_What is needed_
Extract every line of the listing below and reproduce each one verbatim, without changing a single character.

━━ Data in this exercise

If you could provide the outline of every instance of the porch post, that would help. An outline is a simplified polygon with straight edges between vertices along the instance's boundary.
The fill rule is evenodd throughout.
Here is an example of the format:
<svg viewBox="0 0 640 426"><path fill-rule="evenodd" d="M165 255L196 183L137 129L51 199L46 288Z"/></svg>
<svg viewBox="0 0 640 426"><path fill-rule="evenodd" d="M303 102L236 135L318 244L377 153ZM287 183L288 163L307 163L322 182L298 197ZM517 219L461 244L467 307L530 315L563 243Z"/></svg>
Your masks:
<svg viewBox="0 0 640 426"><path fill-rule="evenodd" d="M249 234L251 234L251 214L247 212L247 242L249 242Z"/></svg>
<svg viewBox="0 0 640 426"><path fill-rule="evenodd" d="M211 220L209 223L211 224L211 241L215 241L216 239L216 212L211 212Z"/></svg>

━━━━

_Completed exercise_
If you could provide the outline of every instance of the porch post, that would help. An outline is a simplified polygon with straight edges between vertices along the instance's boundary.
The fill rule is evenodd throughout.
Here is an example of the format:
<svg viewBox="0 0 640 426"><path fill-rule="evenodd" d="M165 255L196 183L137 129L51 199L46 288Z"/></svg>
<svg viewBox="0 0 640 426"><path fill-rule="evenodd" d="M303 102L236 135L318 244L377 153ZM287 183L288 163L307 163L322 182L298 197ZM517 219L461 244L467 307L530 315L563 243Z"/></svg>
Your masks:
<svg viewBox="0 0 640 426"><path fill-rule="evenodd" d="M249 234L251 234L251 214L247 212L247 242L249 242Z"/></svg>
<svg viewBox="0 0 640 426"><path fill-rule="evenodd" d="M211 220L209 223L211 224L211 241L215 241L216 239L216 212L211 212Z"/></svg>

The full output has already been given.